• [YOUR TASKS]:
A: According to the passage on bodybuilding, what does total lean mass have a positive impact on? List each one.
B: Quote word for word from the passage on bodybuilding, beginning at the words that contain "My own experiences strongly" and stopping after "for my height.".

• [PASSAGE TO READ]:
>>>>>

My own experiences strongly inform that opinion. For example, on many occasions I was told flat-out by my doctor that I was overweight. And on paper, using outdated scales of measurement like BMI, I was “overweight”. But I was also around 12% body fat at the time and carrying 15lbs of additional muscle over what was typical for my height.
Luckily things are changing in this regard, and an abundance of data now shows that total lean mass has a positive impact everything from quality of life, bone density and all-cause mortality.
Bodybuilding has become increasingly marginalized
I can’t give you hard data here, just opinions. And of course, my opinions are biased by my own experiences. So feel free to agree or disagree with what you read here.
First and foremost, bodybuilding as a sport lost its way many years ago. In the golden era of bodybuilding (late 60s through to early 80s) the goal was to create a well-muscled yet balanced, aesthetic physique. To sculpt a body that spoke to vigor, health and vitality. A body to both admire and aspire to.
But from the there, things deteriorated steadily with the focus shifting disproportionately to “mass at all costs”. And while there were some incredible demonstrations of the extent to which the human body could be transformed, my interest in the sport drained away at much the same rate as the drop in aesthetic appeal.
Arnold himself commented passionately on this back in 2015 when he openly criticized the direction of the sport and judging, which was no longer rewarding the most aesthetic pleasing athletes. Was it enough? Who knows…
Luckily, things are showing signs of improvement with the somewhat recent introduction of the “classic physique” bodybuilding class, where strict rules enforce the ratio of height to weight in an attempt to limit mass and shift the emphasis back to overall balance and aesthetic appeal.

<<<<<

• [MATERIAL PROVIDED]:
>>>>>

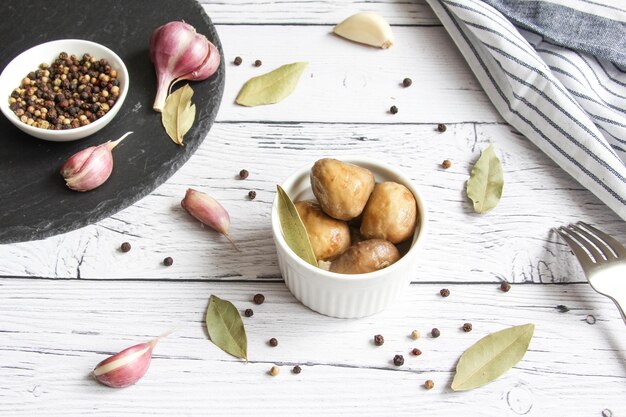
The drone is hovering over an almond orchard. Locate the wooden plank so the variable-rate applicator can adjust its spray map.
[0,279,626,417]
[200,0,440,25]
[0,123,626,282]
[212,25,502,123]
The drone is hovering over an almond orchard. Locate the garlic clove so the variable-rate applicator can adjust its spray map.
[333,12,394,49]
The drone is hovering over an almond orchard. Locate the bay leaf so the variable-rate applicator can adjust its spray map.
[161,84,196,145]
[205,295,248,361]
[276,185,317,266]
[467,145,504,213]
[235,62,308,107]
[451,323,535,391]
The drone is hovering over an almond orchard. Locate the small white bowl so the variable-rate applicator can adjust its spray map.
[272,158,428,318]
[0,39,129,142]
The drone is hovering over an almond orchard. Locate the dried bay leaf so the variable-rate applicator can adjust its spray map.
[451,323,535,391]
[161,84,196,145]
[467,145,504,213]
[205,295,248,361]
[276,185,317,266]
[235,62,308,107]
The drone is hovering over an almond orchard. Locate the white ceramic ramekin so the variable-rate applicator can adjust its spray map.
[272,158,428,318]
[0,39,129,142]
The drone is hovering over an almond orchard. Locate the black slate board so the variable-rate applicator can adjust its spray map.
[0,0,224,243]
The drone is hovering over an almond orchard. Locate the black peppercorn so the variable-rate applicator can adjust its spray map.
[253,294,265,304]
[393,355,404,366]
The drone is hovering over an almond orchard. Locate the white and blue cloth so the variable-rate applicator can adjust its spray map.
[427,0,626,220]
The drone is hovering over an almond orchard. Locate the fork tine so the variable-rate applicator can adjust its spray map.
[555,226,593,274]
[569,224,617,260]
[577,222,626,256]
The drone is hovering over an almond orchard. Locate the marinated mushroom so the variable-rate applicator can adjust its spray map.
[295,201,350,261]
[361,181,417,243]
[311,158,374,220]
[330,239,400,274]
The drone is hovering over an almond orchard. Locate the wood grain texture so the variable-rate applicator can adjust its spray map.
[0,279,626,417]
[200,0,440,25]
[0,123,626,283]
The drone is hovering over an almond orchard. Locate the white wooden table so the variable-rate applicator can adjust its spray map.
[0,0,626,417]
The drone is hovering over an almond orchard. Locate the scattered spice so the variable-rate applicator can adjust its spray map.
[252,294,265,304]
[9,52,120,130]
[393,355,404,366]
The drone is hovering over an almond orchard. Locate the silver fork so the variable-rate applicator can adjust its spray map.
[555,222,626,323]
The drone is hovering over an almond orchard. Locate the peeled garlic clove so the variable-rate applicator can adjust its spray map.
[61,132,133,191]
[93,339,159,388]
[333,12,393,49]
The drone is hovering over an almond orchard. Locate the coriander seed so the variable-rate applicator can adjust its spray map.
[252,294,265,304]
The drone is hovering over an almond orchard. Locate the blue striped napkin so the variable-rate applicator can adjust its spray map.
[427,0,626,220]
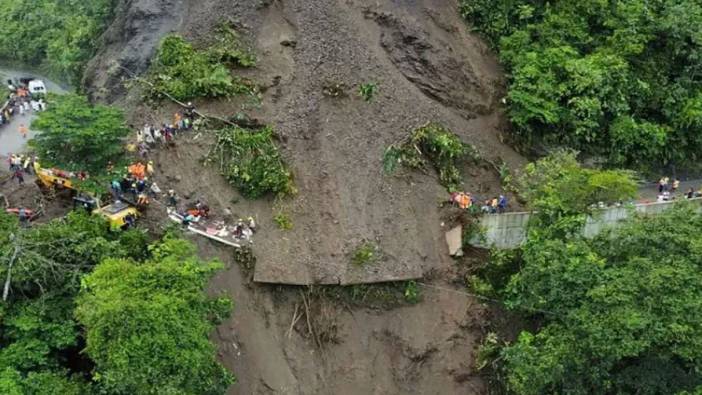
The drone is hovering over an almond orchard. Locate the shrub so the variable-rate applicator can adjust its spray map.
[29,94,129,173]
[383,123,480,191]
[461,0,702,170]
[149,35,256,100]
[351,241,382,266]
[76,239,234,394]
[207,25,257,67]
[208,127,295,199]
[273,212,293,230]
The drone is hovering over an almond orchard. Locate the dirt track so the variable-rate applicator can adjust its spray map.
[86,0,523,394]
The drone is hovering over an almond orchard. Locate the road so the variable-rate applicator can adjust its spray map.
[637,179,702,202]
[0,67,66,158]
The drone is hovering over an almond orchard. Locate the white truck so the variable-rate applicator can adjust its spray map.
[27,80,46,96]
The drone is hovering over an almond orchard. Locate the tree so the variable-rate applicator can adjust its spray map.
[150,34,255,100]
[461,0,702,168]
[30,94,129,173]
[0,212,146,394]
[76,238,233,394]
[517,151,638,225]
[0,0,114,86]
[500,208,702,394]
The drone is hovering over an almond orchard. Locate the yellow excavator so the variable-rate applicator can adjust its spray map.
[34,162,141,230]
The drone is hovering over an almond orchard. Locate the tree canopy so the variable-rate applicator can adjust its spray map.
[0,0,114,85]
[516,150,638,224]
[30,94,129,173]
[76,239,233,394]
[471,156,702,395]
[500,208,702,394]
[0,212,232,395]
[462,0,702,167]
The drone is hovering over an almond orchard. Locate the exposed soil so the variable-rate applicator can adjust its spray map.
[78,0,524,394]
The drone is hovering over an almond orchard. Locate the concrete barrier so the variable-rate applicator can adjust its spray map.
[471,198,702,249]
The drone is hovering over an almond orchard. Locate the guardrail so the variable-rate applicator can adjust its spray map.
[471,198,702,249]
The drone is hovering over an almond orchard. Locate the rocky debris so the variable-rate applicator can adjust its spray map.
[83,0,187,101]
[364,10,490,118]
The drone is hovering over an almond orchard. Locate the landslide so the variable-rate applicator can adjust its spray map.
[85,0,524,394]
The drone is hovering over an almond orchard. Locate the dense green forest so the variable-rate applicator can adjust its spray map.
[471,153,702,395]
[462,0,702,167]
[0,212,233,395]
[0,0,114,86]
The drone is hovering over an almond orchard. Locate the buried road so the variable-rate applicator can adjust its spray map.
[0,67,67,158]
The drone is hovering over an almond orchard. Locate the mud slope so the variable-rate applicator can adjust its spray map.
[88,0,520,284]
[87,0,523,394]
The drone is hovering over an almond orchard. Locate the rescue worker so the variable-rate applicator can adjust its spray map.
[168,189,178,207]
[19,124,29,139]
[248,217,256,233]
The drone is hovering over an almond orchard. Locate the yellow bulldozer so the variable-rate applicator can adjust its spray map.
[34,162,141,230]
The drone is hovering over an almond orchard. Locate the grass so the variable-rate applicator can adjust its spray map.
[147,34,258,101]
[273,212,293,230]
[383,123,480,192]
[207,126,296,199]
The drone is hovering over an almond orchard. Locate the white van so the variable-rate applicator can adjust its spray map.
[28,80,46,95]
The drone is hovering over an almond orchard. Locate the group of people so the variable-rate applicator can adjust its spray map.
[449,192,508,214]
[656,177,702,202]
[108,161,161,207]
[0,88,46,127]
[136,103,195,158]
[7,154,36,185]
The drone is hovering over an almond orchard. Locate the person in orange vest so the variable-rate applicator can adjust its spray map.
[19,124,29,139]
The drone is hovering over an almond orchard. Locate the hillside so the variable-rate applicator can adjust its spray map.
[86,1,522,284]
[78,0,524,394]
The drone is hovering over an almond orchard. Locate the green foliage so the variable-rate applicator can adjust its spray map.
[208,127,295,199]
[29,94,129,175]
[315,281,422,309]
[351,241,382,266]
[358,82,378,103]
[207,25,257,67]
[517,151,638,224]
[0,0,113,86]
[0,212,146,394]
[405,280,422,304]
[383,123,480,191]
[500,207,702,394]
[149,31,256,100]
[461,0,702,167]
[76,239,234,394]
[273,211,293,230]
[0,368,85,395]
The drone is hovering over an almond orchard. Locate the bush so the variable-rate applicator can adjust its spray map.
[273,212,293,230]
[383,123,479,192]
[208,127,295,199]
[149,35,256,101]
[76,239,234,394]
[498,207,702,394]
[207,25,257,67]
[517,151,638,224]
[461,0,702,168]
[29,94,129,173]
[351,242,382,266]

<<<<<
>>>>>

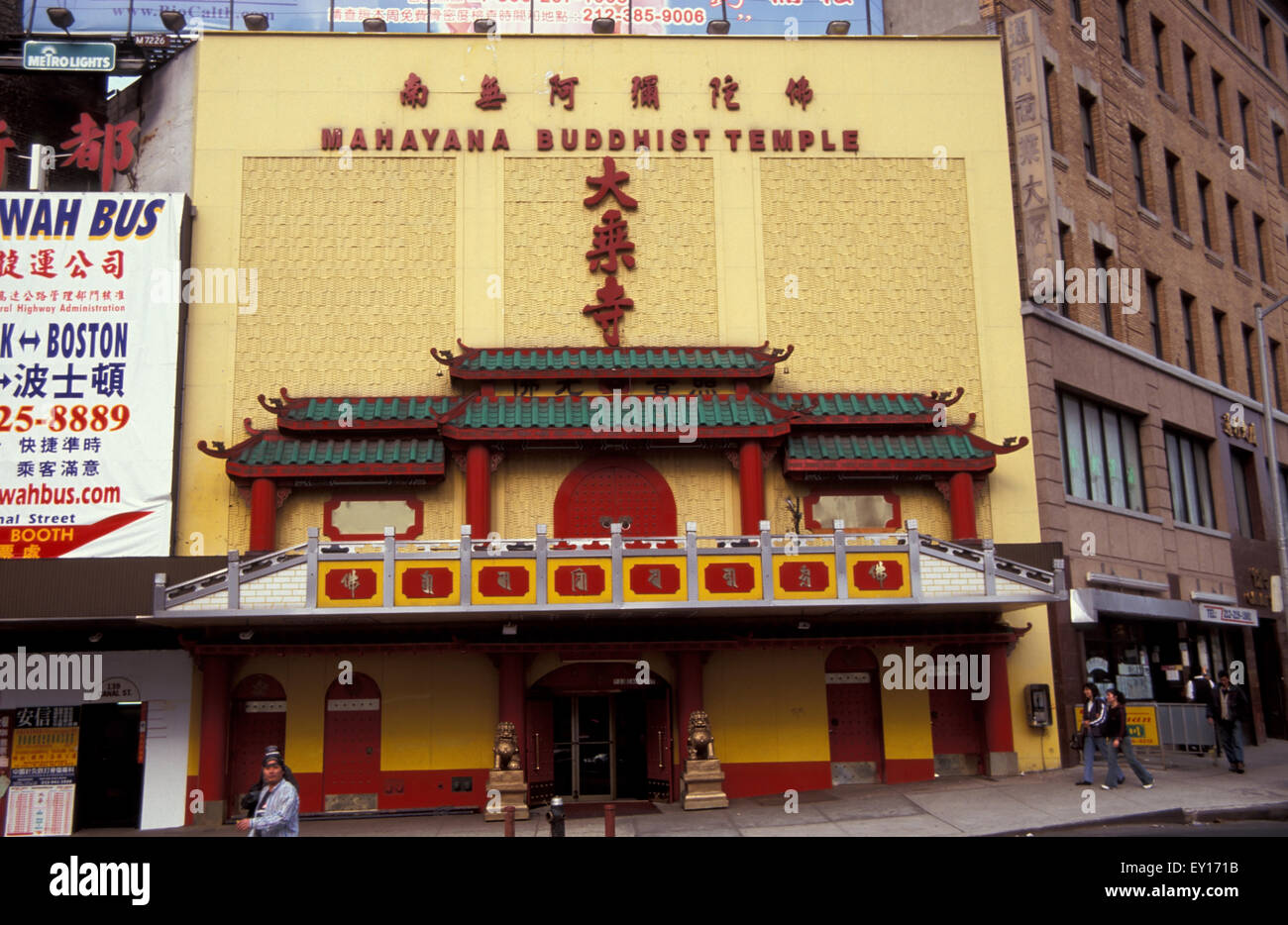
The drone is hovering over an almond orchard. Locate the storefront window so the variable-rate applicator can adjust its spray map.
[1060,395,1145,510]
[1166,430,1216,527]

<<<<<

• [EXPECTED RESULTS]:
A: quality of life, bone density, all-cause mortality

B:
My own experiences strongly inform that opinion. For example, on many occasions I was told flat-out by my doctor that I was overweight. And on paper, using outdated scales of measurement like BMI, I was “overweight”. But I was also around 12% body fat at the time and carrying 15lbs of additional muscle over what was typical for my height.